> [Data supplied]:
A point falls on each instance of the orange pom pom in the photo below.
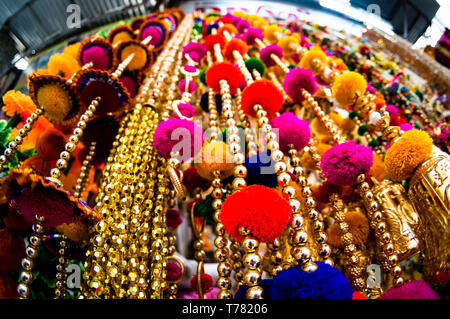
(264, 93)
(407, 154)
(234, 45)
(347, 86)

> [Exercise requirements]: Reproduce the records above verbatim, line for line, omitting the pictures.

> [Expected output]:
A point falls on each instance of the orange pom pom in the photo below.
(264, 93)
(407, 154)
(234, 45)
(347, 86)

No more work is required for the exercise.